REQUIRED WORK - Below are the lines to check; count those holding the string "eyebrow" and give only the number.

+++ MATERIAL PROVIDED +++

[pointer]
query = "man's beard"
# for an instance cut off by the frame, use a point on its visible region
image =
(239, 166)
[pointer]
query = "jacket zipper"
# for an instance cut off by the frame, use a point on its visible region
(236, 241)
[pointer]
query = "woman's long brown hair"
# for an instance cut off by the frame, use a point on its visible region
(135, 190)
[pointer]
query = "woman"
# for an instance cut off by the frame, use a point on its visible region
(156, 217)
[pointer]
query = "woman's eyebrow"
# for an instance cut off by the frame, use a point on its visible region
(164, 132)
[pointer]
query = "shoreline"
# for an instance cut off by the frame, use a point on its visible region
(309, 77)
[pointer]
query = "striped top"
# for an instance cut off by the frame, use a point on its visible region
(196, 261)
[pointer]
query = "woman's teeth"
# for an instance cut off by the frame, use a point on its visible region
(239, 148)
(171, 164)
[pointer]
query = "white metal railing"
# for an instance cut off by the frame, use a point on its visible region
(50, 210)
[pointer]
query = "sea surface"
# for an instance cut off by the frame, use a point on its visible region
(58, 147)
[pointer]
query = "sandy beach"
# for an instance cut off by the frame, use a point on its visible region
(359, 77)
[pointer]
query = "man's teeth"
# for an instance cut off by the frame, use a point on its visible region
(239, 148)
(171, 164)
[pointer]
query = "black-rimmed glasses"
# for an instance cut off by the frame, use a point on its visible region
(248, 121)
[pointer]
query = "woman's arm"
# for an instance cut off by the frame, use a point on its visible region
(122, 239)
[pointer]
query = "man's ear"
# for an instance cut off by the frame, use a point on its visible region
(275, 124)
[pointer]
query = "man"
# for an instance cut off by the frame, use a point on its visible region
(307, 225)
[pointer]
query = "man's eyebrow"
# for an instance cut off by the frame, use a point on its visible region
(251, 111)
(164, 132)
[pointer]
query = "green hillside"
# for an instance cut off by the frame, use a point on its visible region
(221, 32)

+++

ANSWER SECTION - 2